◆ **Input for this task**

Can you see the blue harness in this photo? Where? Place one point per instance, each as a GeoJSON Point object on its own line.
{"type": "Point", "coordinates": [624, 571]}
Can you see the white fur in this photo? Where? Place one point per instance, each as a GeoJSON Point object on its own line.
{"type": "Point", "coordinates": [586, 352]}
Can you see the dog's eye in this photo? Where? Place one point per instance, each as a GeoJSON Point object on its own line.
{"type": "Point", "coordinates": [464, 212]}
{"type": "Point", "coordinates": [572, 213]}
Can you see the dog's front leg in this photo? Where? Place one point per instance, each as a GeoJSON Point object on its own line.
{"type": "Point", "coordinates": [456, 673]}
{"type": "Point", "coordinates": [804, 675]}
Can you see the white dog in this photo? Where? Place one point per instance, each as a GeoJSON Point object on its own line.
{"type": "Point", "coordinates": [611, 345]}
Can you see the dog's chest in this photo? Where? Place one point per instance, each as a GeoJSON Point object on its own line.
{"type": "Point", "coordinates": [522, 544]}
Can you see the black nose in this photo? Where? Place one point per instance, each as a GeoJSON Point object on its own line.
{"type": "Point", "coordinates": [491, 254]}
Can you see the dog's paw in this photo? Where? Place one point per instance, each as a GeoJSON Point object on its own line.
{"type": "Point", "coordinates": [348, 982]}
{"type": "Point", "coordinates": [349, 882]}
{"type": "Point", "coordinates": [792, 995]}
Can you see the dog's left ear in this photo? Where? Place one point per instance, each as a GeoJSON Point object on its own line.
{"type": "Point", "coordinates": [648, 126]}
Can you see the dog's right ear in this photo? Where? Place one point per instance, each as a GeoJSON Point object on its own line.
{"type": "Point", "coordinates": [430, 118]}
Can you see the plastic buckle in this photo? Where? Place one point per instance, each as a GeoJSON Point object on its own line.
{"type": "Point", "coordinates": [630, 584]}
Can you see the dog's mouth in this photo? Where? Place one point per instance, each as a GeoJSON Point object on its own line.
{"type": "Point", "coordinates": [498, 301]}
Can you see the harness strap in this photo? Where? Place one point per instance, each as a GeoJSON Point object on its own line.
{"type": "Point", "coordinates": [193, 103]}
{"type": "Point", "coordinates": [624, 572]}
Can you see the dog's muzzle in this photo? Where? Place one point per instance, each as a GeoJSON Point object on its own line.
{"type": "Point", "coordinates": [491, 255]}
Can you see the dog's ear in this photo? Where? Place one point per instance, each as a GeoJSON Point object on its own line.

◆ **Assignment**
Restate each line above word for word.

◆ **Answer section**
Can you see the blue harness in this photo? Where? Place one point per instance, each as a GeoJSON Point object on its own line.
{"type": "Point", "coordinates": [624, 571]}
Can you see the white fur in this photo? Where? Place one point per instance, each as a GeoJSON Point object on its own line.
{"type": "Point", "coordinates": [586, 352]}
Can you see the dog's eye in this photo? Where? Place one point per instance, each as a GeoJSON Point object on its own line.
{"type": "Point", "coordinates": [464, 212]}
{"type": "Point", "coordinates": [572, 213]}
Can you see the dog's front leg in this photo? Where? Place one point per instance, each as a GeoJSON Point object on its own line.
{"type": "Point", "coordinates": [456, 673]}
{"type": "Point", "coordinates": [804, 675]}
Can you see the white dog in this photo? Where? Place one point per instance, each as a GeoJSON Point object on its own line.
{"type": "Point", "coordinates": [611, 345]}
Can you see the dog's chest in this photo? Where? Place one point per instance, each as a GeoJSON Point object on its own line.
{"type": "Point", "coordinates": [522, 544]}
Can you see the black nose in this photo? Where? Place one point per instance, each as a GeoJSON Point object on its own line.
{"type": "Point", "coordinates": [491, 254]}
Can you see the dog's paw in this photo? Where? Place one point per instance, each as a GeoJSON Point object on its own line.
{"type": "Point", "coordinates": [348, 982]}
{"type": "Point", "coordinates": [349, 882]}
{"type": "Point", "coordinates": [792, 995]}
Can you see the dog's left ear in this photo? Where? Place one point per instance, each as a GeoJSON Point object on its own line.
{"type": "Point", "coordinates": [648, 126]}
Can you see the dog's right ear in this photo? Where? Place one point per instance, each as a GeoJSON Point object on its own line.
{"type": "Point", "coordinates": [430, 118]}
Can you see the plastic buckle in this photo? Where? Place one point per instance, each as a GeoJSON Point object on its own line.
{"type": "Point", "coordinates": [630, 584]}
Can you see the dog's mouth in this photo? Where? Place one point per instance, each as a GeoJSON Point object on its own line.
{"type": "Point", "coordinates": [498, 301]}
Can you see the harness strap in this photo? Where? Place one point per instance, each as a GeoJSON Point object on its own line.
{"type": "Point", "coordinates": [193, 103]}
{"type": "Point", "coordinates": [624, 572]}
Can you see the dog's muzzle in this photo? Where? Place one point per instance, each as a GeoJSON Point object on its own line.
{"type": "Point", "coordinates": [491, 255]}
Can you see the dog's ear in this photo? Where? Place one point per instance, each as a GeoJSON Point object on its own line.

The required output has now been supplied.